*SOURCE EXTRACT*:
○ ○ ○ ○ ○ ○ ○
Following the lines of the SU(2) proof of sect.2, we wish to
study the $z \to z+1$, $z \to z+\tau$ and
$(z,\tau)\to ({z \over \tau},-{1 \over \tau})$ transforms of the
elliptic genus $K_N$, together with its $q \to 0$ limit
(as noted before, the $\tau \to \tau+1$ invariance is built--in
in the definition of the elliptic genus).
The latter will suggest a product formula for $K_N$, which we
will eventually prove by elliptic modular function techniques,
using the lemma of appendix A.
It is straightforward to see that
%
\eqn\traN{\eqalign{ K_N(z+1|\tau)&=K_N(z|\tau) \cr
K_N(z+\tau|\tau)&=
e^{-i\pi N^2 (N-1)k(k+N)(\tau+2z)} K_N(z|\tau).\cr}}
%
The modular transformations of the Ramond characters are
cumbersome \GE, and we omit their details here, they lead to the
final covariance property of the elliptic genus under the S
transformation
$$K_N({z \over \tau}|-{1 \over \tau})=e^{i\pi N^2(N-1)k(k+N)
{z^2 \over \tau}} K_N(z|\tau).$$
Finally, the $q \to 0$ limit is again entirely given by
the U(1) charges of the Ramond fields (it corresponds to
only the terms with $\mu^{(N-1)}=\lambda^{(N-1)}$, and $m=q$
in the sum \ellipgeN\ with \charN\ ), as
%
\eqn\limN{ \sum_{\Gl_1,...,\Gl_{N-1} \in P_k^{(N)}}
e^{2i\pi zN(\Gl_1+2\Gl_2+...+(N-1)\Gl_{N-1} -k(N-1)/2)} }
%
Upon introducing the variable $x=e^{2i\pi Nz}$, we get\foot{
The proof of this identity is given in appendix B below.}
$$\eqalign{ \lim_{q \to 0} K_N(z|\tau)&= x^{-k(N-1)/2}
\sum_{\Gl_i \geq 0 \atop \Sigma \Gl_i \leq k}
x^{\Sigma i \Gl_i}\cr
&= x^{-k(N-1)/2} \prod_{j=1}^{N-1} {1-x^{k+j} \over
1-x^j} \cr
&=\prod_{j=1}^{N-1} {\sin \pi N(k+j)z \over \sin \pi Nj z}\cr}$$
Using the same technique as in sect.2, and the lemma of
appendix A, it is easy to
establish the following product formula
%
\eqn\proN{K_N(z|\tau)= \prod_{j=1}^{N-1} {\Theta_1(N(k+j)z|\tau)
○ ○ ○ ○ ○ ○ ○
*LIST OF TASKS*:
**a.** Answer these questions using the elliptic genus excerpt:
(i) Which invariance does the excerpt describe as built into the definition of the elliptic genus?
(ii) What variable is introduced when the q → 0 limit is worked out?
(iii) In which appendix is the proof of that limit identity given?
**b.** Pick up the elliptic genus excerpt where it stops and write the next part.
The data has no connection to the elliptic genus excerpt.
○ ○ ○ ○ ○ ○ ○
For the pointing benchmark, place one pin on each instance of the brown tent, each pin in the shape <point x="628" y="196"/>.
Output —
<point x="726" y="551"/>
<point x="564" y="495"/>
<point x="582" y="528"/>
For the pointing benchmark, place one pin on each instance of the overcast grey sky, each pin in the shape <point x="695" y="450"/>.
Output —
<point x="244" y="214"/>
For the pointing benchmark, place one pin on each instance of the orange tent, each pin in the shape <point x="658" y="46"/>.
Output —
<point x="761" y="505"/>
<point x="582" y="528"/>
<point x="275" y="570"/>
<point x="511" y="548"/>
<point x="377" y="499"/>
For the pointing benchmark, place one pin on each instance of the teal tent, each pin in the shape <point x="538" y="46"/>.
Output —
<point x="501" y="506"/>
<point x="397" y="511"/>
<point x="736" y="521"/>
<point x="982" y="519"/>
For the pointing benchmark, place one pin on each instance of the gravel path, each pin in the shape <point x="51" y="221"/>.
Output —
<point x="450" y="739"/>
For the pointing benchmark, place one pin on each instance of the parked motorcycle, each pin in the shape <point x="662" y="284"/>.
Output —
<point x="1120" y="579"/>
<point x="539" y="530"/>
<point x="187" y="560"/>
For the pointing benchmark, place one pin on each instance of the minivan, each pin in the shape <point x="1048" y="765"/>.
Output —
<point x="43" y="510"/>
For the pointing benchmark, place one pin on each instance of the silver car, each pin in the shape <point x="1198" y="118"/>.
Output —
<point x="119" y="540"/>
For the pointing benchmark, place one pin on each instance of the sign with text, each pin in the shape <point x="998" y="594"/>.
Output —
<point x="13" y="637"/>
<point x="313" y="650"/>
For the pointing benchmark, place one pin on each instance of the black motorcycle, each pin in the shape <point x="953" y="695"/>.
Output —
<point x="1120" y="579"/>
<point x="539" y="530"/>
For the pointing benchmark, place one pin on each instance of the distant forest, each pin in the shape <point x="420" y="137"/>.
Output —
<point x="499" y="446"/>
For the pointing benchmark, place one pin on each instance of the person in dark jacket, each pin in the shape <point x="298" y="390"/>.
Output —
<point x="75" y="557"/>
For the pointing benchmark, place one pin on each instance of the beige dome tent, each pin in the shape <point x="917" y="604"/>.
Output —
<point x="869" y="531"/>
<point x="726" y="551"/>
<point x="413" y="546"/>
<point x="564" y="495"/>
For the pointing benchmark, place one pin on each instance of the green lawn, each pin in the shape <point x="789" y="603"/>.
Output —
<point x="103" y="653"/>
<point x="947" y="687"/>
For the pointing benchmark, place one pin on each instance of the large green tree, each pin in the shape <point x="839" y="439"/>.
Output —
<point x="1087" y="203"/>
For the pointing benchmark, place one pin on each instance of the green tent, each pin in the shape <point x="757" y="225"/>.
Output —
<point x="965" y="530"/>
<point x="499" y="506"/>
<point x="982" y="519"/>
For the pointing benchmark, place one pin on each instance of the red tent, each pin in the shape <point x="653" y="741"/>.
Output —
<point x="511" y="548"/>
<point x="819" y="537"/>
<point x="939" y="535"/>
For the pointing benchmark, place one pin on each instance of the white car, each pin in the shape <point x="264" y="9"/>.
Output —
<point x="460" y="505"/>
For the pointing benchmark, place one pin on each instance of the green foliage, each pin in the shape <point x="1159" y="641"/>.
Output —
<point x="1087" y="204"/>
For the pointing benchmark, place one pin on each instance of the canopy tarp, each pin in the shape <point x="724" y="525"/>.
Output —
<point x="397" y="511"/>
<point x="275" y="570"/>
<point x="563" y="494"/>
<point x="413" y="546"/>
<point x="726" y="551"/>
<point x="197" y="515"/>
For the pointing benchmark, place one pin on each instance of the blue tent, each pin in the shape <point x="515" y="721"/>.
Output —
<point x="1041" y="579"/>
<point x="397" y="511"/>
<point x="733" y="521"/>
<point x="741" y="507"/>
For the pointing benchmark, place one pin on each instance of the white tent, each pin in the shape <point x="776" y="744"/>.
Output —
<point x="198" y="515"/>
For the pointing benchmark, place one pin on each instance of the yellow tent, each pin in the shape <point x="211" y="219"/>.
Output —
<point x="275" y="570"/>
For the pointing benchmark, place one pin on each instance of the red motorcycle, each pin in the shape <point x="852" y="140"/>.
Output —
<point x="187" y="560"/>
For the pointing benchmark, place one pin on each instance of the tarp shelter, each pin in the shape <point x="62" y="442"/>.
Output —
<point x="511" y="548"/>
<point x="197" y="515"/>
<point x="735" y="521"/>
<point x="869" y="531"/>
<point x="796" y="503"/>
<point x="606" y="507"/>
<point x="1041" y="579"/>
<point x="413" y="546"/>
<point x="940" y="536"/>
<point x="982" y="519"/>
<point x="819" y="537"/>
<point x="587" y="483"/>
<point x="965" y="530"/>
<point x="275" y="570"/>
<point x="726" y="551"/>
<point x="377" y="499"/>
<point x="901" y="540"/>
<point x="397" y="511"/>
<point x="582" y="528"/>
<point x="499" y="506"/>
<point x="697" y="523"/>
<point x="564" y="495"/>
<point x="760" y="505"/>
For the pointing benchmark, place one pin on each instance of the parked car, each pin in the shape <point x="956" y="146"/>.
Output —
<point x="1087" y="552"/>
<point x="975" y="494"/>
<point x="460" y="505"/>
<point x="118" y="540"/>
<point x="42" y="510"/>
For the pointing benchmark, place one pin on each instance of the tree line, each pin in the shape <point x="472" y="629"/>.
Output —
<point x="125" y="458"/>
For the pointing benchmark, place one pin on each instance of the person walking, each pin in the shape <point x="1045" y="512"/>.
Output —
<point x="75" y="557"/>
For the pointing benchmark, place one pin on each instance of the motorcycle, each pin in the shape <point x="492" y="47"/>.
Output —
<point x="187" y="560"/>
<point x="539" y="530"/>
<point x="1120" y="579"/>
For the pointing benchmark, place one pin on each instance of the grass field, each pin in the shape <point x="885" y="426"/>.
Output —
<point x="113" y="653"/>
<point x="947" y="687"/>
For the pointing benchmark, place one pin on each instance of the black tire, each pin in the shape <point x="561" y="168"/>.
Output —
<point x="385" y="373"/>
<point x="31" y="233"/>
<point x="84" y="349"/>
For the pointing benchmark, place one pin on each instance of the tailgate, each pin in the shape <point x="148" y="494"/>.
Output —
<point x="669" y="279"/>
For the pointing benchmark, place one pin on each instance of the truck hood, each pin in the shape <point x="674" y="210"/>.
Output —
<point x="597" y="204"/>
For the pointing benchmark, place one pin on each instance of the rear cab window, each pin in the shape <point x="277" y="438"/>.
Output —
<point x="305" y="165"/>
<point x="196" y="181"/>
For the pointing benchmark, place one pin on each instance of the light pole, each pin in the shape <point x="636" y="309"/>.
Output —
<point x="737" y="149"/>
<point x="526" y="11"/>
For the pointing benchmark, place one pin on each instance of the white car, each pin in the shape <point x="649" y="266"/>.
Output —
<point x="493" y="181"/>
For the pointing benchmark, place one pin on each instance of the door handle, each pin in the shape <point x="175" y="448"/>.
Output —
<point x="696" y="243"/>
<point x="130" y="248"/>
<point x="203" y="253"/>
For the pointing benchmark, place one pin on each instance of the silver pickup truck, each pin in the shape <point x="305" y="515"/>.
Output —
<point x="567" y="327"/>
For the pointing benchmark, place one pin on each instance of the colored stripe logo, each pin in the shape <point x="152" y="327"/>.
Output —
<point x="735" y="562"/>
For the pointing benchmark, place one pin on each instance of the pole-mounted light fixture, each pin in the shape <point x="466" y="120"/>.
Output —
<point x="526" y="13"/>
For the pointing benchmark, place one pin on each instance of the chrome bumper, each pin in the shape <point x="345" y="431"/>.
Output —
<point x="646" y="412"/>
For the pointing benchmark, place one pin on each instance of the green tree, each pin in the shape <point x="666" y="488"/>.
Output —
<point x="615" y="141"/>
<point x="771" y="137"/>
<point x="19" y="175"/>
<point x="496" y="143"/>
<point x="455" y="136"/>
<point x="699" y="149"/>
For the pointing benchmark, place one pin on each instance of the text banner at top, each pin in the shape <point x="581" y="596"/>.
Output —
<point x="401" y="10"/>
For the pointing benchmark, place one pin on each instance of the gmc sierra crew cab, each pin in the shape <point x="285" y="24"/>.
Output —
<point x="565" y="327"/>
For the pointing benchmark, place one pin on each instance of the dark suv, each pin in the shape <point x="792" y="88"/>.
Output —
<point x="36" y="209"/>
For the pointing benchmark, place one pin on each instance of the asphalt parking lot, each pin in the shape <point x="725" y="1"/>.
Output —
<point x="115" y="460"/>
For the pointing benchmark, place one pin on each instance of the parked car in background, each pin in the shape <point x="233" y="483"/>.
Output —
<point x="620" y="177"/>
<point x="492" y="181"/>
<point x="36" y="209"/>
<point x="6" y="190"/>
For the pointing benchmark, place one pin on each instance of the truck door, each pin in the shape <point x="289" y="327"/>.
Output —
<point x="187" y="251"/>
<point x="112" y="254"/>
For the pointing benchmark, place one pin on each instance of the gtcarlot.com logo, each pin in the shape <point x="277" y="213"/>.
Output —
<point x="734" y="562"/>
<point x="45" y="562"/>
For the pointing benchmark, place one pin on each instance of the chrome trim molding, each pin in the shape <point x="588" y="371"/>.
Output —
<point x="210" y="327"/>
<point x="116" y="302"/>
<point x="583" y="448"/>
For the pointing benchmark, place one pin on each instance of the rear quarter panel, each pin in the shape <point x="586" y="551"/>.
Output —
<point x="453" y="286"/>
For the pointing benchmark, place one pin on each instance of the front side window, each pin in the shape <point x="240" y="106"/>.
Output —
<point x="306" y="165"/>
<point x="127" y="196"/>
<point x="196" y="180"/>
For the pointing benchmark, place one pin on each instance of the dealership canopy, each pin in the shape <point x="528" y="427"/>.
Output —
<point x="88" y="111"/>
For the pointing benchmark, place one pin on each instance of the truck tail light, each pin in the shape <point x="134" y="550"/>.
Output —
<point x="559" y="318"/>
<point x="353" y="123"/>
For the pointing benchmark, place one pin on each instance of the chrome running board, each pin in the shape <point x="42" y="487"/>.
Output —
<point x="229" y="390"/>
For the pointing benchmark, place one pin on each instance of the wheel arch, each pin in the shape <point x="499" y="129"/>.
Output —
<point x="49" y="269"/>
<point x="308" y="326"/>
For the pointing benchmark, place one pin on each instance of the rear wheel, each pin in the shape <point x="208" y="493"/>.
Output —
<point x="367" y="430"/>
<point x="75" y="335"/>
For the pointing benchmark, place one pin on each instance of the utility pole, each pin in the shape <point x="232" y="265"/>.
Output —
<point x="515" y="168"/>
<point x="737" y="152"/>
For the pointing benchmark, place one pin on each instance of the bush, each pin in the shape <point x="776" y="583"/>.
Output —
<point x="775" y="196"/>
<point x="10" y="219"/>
○ ○ ○ ○ ○ ○ ○
*THE ANSWERS*:
**a.**
(i) Invariance under τ → τ + 1.
(ii) x = e^{2iπNz}.
(iii) Appendix B.

**b.**
\over \Theta_1(Njz|\tau)}.}
%

\subsec{N=2 Landau-Ginzburg calculation of the elliptic genus for
SU(N) theories.}

We perform now the computation of the elliptic genus defined
in eqn.\ellipgen\ denoted now
$Z_N(u|\tau)$, $u=\gamma_L / 2 \pi (k+N)$, within the Landau--Ginzburg
framework.
The effective Landau--Ginzburg description of the Kazama--Suzuki
theories based on $SU(N)_k$
is believed to be the following. It is an effective theory of
$N-1$ superfields $\Phi_1,...,\Phi_{N-1}$, with components
$\Phi_i=\phi_i+\theta_+ \psi_i^++\theta_-\psi_i^- +\theta_+ \theta_-
F_i$, governed by the superpotential
$W_N^{(k+N)}(\Phi_1,...,\Phi_{N-1})$,
given in compact form by the generating function
\EMLG\
$$ \sum_{m \geq 0} t^m W_N^{(m)}(x_1,...,x_{N-1})= -\log( 1-tx_1+t^2 x_2
-t^3 x_3+...+ (-1)^{N-1}t^{N-1}x_{N-1}).$$
The important fact is that the potential $W_N^{(k+N)}$ is
quasi--homogeneous in the fields, with total degree $k+N$, for a
gradation which assigns the weight $i$ to the field $\Phi_i$,
$i=1,2,...,N-1$.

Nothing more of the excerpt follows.